(Given instruction): Arrange each line of the data below as a JSON list of strings, one string per line, with blank lines left out. Leave the pictures out of the answer.

(Provided records):
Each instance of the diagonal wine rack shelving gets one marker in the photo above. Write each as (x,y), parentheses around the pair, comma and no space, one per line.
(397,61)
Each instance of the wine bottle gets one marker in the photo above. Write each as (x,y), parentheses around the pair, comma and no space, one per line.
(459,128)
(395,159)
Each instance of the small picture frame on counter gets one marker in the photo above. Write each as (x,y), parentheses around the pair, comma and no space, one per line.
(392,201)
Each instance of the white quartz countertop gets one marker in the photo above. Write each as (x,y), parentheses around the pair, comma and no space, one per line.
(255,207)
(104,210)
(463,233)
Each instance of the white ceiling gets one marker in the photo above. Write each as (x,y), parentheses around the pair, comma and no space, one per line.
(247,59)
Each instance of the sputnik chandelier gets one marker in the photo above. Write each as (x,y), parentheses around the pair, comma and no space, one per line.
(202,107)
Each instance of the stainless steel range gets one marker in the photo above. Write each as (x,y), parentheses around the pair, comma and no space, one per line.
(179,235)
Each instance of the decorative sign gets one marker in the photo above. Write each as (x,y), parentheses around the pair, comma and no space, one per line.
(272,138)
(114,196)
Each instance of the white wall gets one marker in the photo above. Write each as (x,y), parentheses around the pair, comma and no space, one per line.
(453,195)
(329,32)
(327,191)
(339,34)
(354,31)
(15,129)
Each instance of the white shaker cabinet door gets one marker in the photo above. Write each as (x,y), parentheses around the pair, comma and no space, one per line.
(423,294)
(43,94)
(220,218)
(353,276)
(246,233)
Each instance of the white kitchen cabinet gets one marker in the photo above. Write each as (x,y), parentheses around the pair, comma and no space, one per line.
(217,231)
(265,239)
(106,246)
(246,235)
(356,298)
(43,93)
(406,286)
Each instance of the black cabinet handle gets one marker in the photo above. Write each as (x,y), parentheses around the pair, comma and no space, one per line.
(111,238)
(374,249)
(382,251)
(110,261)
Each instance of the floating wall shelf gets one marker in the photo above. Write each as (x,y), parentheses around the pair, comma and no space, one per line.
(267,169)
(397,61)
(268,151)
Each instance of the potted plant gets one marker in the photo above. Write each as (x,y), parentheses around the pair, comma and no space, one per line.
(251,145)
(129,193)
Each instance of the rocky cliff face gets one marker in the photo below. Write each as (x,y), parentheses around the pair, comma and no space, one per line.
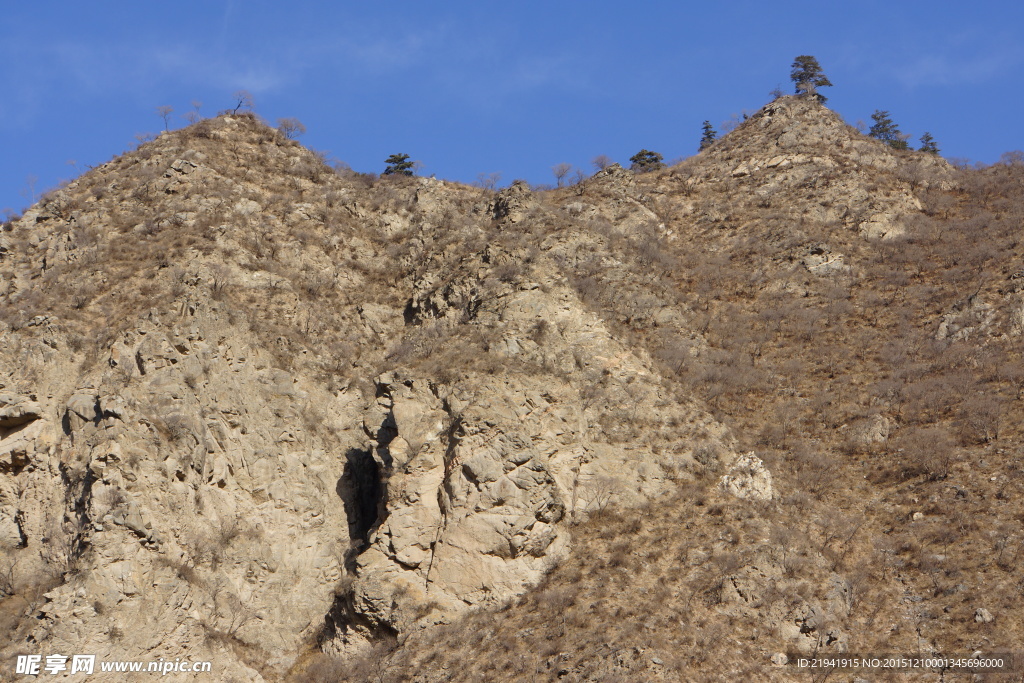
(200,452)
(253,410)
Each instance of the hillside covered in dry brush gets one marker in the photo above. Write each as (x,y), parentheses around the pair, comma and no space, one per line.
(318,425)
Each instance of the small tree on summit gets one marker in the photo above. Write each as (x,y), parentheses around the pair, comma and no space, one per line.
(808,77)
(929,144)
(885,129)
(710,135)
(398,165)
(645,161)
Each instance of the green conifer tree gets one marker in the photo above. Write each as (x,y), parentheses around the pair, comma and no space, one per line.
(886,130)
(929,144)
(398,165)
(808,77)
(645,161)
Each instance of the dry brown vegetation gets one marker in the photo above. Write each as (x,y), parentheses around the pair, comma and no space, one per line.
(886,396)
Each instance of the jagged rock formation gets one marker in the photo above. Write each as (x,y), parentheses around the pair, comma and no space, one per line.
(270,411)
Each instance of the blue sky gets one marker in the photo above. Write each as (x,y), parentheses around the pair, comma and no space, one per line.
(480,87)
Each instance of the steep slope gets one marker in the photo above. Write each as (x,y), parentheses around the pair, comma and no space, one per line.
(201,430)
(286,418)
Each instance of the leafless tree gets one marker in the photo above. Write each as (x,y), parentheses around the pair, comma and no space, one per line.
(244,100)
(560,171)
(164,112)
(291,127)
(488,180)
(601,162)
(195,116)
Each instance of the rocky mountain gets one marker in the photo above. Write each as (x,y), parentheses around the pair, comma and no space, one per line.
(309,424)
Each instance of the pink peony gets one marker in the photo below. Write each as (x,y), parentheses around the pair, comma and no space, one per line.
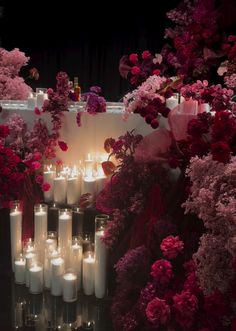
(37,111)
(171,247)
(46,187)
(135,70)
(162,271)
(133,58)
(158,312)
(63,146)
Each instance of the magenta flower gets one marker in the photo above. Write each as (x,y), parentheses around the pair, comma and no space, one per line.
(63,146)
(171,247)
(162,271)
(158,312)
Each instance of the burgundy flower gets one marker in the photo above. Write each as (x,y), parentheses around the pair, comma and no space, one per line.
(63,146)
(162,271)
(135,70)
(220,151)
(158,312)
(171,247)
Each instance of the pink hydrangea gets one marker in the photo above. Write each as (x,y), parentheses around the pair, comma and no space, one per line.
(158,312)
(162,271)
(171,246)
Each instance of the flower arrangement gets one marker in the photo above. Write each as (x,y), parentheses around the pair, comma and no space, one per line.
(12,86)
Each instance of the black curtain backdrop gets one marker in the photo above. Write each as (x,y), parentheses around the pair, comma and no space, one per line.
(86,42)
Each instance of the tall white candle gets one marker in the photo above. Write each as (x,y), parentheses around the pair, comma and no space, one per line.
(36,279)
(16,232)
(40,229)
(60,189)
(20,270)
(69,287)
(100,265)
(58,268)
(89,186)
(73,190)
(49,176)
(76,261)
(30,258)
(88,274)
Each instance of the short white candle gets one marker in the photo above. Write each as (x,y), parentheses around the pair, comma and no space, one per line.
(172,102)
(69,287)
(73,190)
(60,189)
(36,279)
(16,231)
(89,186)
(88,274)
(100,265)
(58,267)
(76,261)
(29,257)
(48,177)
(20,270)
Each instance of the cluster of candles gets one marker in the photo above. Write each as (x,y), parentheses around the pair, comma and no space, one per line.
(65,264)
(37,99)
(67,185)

(Final result):
[
  "Each instance of the diagonal wine rack shelving gets one marker in the photo above. Write each as (x,y), parentheses around the pair, comma and no space, one per line.",
  "(397,61)",
  "Each instance of the wine bottle gets one marker in the photo above. Write each as (x,y), parentheses around the pair, comma and no space, one per line.",
  "(459,128)",
  "(395,159)",
  "Each instance of the small picture frame on counter gets one marker in the photo above. Write each as (x,y), parentheses around the pair, comma and no space, one per line.",
  "(392,201)",
  "Each instance of the white quartz countertop gets one marker in the photo above. Write each as (x,y), parentheses around the pair, comma and no space, one per line.",
  "(255,207)",
  "(104,210)",
  "(463,233)",
  "Each instance of the white ceiling gets one marker in the photo above. Write each as (x,y), parentheses around the pair, comma and no space, one per line.",
  "(247,59)",
  "Each instance of the sputnik chandelier gets one marker in the photo above. Write each as (x,y), parentheses around the pair, comma and no space, one per line.",
  "(202,107)",
  "Each instance of the stainless steel range gets one marker in the photo above. Write each as (x,y), parentheses around the pair, comma and no space, one per line.",
  "(179,235)",
  "Each instance of the decorative sign gets one marker in the photo above. Write each as (x,y), parentheses around the pair, comma and no space, one per line.",
  "(272,138)",
  "(114,196)",
  "Each instance of the white wall gets one marker in the photo above. Write each as (x,y), parentheses around the pair, comma and no space, one per line.",
  "(453,195)",
  "(329,32)",
  "(327,191)",
  "(339,34)",
  "(354,31)",
  "(15,129)",
  "Each instance of the white shaker cabinet door gets one marker in the photo above. Write each as (x,y), parentheses around the pair, comma and no space, one per line.",
  "(423,294)",
  "(43,94)",
  "(220,218)",
  "(353,276)",
  "(246,233)",
  "Each instance of the white kitchen cabinet gets one marker in the photo above. Write each as (x,y), parentheses around the pair, comma and no space, one per line.",
  "(217,231)",
  "(265,239)",
  "(106,246)",
  "(246,235)",
  "(356,298)",
  "(43,93)",
  "(406,286)",
  "Each instance of the black cabinet handle gets one marker in the photo above. Write each as (x,y), parentheses around the pair, comma and no space, one per line.",
  "(111,238)",
  "(374,249)",
  "(382,251)",
  "(110,261)",
  "Each instance of the floating wall shelf gets one marker in the photo above. Write each as (x,y), parentheses around the pair, comma and no space, one per line.",
  "(267,169)",
  "(397,61)",
  "(268,151)",
  "Each instance of the potted plant gets one marker in the photo above. Write each as (x,y), parentheses around the pair, comma and no space, one per line.",
  "(251,145)",
  "(129,193)",
  "Each instance of the rocky cliff face gets one marker in the photo below. Write each as (x,y), parentheses around the pair, comma and no space, one per line.",
  "(200,452)",
  "(253,410)",
  "Each instance of the hillside covered in dry brush gets one marker in the photo above. Write each as (x,y), parentheses around the pair, comma and no space, one per line.",
  "(318,425)",
  "Each instance of the small tree on summit gets one marker in the photo above. Write each as (x,y), parentheses around the pair, comma and no space, one per line.",
  "(808,77)",
  "(929,144)",
  "(885,129)",
  "(710,135)",
  "(398,165)",
  "(645,161)",
  "Each instance of the green conifer tree gets one marker in the photo above. Write each as (x,y), parentheses around the pair, comma and no space, one per line.",
  "(886,130)",
  "(929,144)",
  "(398,165)",
  "(808,77)",
  "(645,161)",
  "Each instance of the dry brown vegetation gets one marker in the photo above. Write each as (x,y), parentheses around the pair, comma and no space, one per line.",
  "(886,396)",
  "Each instance of the jagged rock formation gets one marker in the photo above. Write each as (x,y), parentheses around the pair, comma and no space, one per line.",
  "(270,411)",
  "Each instance of the blue sky gets one marker in the photo above. Write each as (x,y), parentheses around the pair, comma and no space, one per line.",
  "(480,87)",
  "Each instance of the steep slope gets one marker in the photo above. Write each as (x,y), parentheses around the pair, comma and no space, one per line.",
  "(201,430)",
  "(286,418)",
  "Each instance of the leafless tree gets one marker in the photo above. Write each as (x,y), parentheses around the pair, comma and no space, one per line.",
  "(244,100)",
  "(560,171)",
  "(164,112)",
  "(291,127)",
  "(488,180)",
  "(601,162)",
  "(195,116)",
  "Each instance of the rocky mountain gets one marker in the photo above. Write each as (x,y), parentheses around the pair, comma and no space, one per line.",
  "(309,424)",
  "Each instance of the pink peony gets one marker in the photo below. Write each as (x,y), parentheses around the pair, comma and no space, one per line.",
  "(37,111)",
  "(171,247)",
  "(46,187)",
  "(135,70)",
  "(162,271)",
  "(133,58)",
  "(158,312)",
  "(63,146)",
  "Each instance of the magenta flower gets one marker in the photo above. Write each as (x,y), parentheses around the pair, comma and no space, one per line.",
  "(63,146)",
  "(171,247)",
  "(162,271)",
  "(158,312)",
  "Each instance of the burgundy flower gets one marker in the photo above. Write each as (x,y), parentheses around the pair, comma and no space, one per line.",
  "(63,146)",
  "(162,271)",
  "(135,70)",
  "(220,151)",
  "(158,312)",
  "(171,247)",
  "Each instance of the pink hydrangea gets one marker in the photo above. Write each as (x,y), parentheses around the pair, comma and no space, one per line.",
  "(158,312)",
  "(162,271)",
  "(171,246)",
  "Each instance of the flower arrangement gets one marker in the photo above. Write each as (x,y), parentheses around the pair, comma and no space, one per line.",
  "(12,86)",
  "Each instance of the black curtain backdrop gets one marker in the photo above. Write each as (x,y), parentheses around the pair, comma and no space, one per line.",
  "(86,42)",
  "Each instance of the tall white candle gets one marker in the photo above. Write each as (x,y), parentheses around the pair, comma and no space, one per line.",
  "(36,279)",
  "(16,232)",
  "(40,229)",
  "(60,189)",
  "(20,270)",
  "(69,287)",
  "(100,265)",
  "(58,268)",
  "(89,186)",
  "(73,190)",
  "(49,176)",
  "(76,261)",
  "(30,258)",
  "(88,274)",
  "Each instance of the short white candle gets one marker in the photo above. Write each as (x,y), parentheses around the pair, comma and no space, one per line.",
  "(172,102)",
  "(69,287)",
  "(73,190)",
  "(60,189)",
  "(36,279)",
  "(16,231)",
  "(89,186)",
  "(88,274)",
  "(100,265)",
  "(58,267)",
  "(76,261)",
  "(29,257)",
  "(48,177)",
  "(20,270)",
  "Each instance of the cluster of candles gets one marker in the photo above. Write each as (x,y), parentheses around the pair, comma and no space, one per line.",
  "(65,264)",
  "(37,99)",
  "(67,185)"
]